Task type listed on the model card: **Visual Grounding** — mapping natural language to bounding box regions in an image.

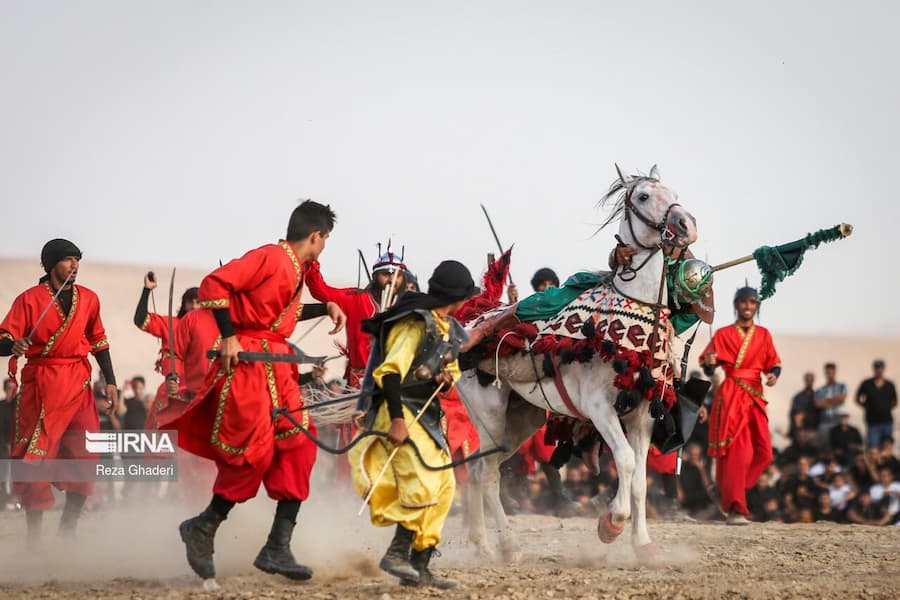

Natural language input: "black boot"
[26,508,43,546]
[404,547,458,589]
[59,492,87,536]
[542,463,579,518]
[253,500,313,581]
[179,495,233,580]
[379,525,419,582]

About this task: Repeat the records above verbatim. Include none of the pictures.

Solution for this task:
Task type listed on the model card: **Visual Grounding** — mapping natural language to bounding box regions in an image.


Natural language input: "black boot"
[26,508,43,546]
[404,547,458,589]
[59,492,87,536]
[542,463,579,518]
[253,500,313,581]
[179,495,233,580]
[379,525,419,582]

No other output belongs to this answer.